● Short exercise: Retype the lines in the items below word for word, leaving out the pictures.

* Start Data section *

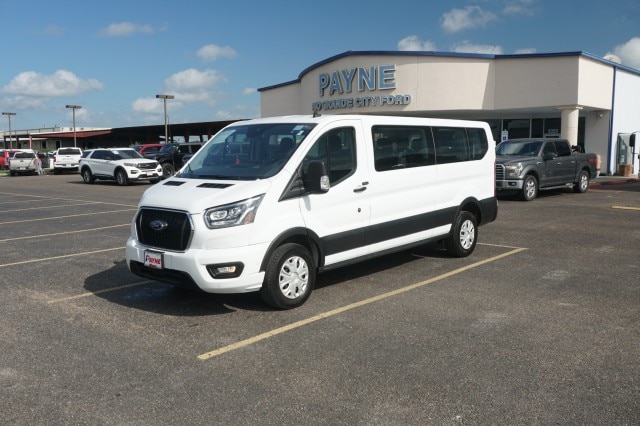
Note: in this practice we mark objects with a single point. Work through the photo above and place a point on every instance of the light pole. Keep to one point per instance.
(164, 99)
(9, 114)
(74, 108)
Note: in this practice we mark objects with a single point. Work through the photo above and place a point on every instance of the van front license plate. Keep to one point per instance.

* End Data section *

● Result of the exercise:
Note: in this practice we mark objects with a single point. Work through the photo above and place a point on every instance of the light pole. Keep to one point per instance.
(164, 99)
(9, 114)
(74, 108)
Note: in this practice we mark objects with a single point. Work through the photo above and place a point on every instance of the van front license plate. Keep to one point per instance.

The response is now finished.